> **PROMPT**
Copy the passage of the Irish referendum article from "Whatever happened to" up to and including "by popular vote.", replacing "popular vote" with "public ballot".

> **DOCUMENT EXTRACT**
Ireland has said 'yes' to gay marriage and 'no' to Catholicism

The Irish referendum on gay marriage was about more than just gay marriage. It was a politically trendy, media backed, well financed howl of rage against Catholicism

By Tim Stanley

Whatever happened to Ireland? Its people used to be relied upon to reject social change – in previous referenda they have said no to liberalised divorce and abortion. But now, in the year of our Lord 2015, early returns indicate that the land of St. Patrick has said Yes to gay marriage. And it’s the first country in the entire world to do so by popular vote.

So what happened? First, foreigners spent a lot of money to get this passed. Both sides have accused each other of relying on outside cash, but nothing could really match the scale of that poured into a Yes vote. Second,the Irish were told that saying No might damage their economy. Third, almost the entire Irish political establishment rallied around the gay marriage issue: it enjoyed the backing of politicians in Fine Gael, Labour and Fianna Fail. Finally, the press was biased. One election-eve study found that Irish papers had carried three times more Yes articles than No articles.

> **STORED RECORDS**

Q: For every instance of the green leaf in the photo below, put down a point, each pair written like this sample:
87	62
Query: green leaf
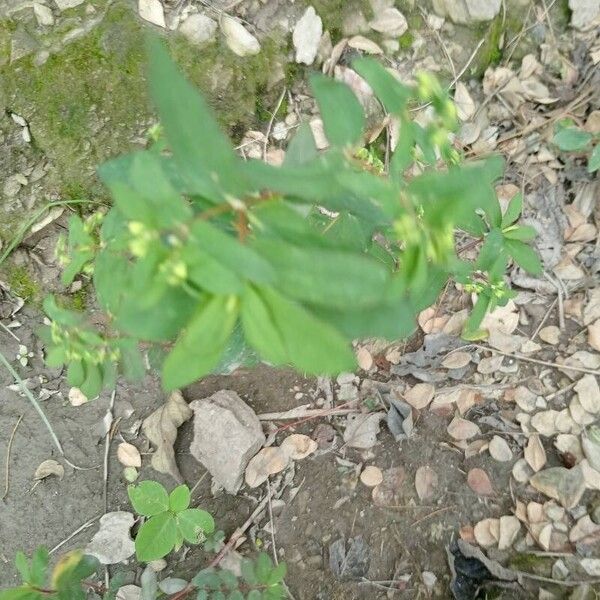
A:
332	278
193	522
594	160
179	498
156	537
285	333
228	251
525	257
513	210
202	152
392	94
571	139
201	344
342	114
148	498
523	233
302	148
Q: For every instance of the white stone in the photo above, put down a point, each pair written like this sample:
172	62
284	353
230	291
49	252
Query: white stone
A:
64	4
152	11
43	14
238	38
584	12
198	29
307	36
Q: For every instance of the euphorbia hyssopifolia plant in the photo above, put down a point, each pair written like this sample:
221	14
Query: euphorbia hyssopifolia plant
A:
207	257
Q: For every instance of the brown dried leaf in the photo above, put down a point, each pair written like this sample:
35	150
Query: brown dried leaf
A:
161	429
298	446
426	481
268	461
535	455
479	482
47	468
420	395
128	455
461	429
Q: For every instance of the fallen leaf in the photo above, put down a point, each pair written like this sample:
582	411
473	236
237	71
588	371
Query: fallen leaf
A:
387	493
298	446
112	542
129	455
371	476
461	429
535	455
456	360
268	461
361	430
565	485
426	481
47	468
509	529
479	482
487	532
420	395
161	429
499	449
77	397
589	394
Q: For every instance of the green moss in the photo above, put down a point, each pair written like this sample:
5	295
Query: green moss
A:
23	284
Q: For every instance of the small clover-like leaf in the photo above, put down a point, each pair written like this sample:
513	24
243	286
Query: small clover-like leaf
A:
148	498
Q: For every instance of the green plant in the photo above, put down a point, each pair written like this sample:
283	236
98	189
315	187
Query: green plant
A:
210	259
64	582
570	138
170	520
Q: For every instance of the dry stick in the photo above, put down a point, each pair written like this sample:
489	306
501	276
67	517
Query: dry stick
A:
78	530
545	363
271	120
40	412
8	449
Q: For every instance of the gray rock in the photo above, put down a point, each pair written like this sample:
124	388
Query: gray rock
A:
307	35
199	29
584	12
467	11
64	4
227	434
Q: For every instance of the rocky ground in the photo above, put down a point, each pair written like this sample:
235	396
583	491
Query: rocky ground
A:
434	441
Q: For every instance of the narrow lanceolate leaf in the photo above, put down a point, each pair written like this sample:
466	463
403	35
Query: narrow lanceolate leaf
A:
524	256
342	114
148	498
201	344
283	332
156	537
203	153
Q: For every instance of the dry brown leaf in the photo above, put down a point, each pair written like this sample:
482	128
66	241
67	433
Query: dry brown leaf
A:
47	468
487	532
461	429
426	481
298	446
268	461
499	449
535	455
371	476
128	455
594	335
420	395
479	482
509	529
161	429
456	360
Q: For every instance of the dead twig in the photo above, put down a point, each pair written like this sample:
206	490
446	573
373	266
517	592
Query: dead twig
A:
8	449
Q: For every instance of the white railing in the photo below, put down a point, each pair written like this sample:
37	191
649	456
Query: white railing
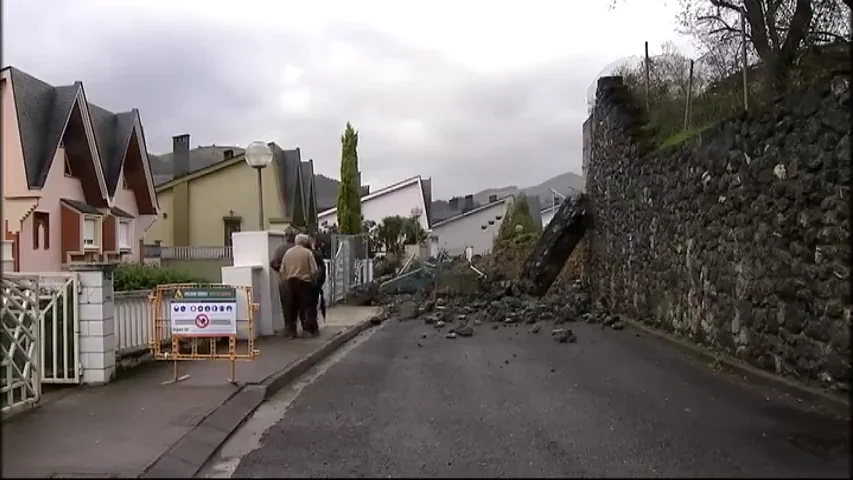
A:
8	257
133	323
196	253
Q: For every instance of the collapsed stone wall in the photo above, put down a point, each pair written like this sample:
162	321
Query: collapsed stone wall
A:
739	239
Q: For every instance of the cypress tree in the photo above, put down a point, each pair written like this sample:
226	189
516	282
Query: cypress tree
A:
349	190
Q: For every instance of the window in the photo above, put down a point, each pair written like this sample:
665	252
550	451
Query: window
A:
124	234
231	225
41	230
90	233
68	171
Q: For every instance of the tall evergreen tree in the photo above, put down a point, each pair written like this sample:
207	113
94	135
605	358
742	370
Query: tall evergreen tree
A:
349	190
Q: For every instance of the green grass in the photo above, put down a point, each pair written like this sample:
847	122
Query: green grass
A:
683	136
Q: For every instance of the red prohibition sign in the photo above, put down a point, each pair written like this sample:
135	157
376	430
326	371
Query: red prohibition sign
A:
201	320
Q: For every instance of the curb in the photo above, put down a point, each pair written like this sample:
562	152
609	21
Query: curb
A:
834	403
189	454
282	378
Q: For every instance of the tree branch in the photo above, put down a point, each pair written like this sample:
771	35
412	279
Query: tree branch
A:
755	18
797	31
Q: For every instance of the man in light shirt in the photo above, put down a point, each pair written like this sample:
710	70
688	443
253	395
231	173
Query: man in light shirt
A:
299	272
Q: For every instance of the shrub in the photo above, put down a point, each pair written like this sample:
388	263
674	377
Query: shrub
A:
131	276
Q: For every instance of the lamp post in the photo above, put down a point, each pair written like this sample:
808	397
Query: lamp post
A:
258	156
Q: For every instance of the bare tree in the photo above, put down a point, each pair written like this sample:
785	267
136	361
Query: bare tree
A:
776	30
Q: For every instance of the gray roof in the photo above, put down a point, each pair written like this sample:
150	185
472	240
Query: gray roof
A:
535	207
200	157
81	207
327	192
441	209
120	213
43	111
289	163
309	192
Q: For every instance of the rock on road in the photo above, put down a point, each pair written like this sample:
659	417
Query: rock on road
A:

> **TASK OUTPUT**
Whatever happened to Ireland? Its people used to be relied upon to reject social change – in previous referenda they have said no to liberalised divorce and abortion. But now, in the year of our Lord 2015, early returns indicate that the land of St. Patrick has said Yes to gay marriage. And it’s the first country in the entire world to do so by public ballot.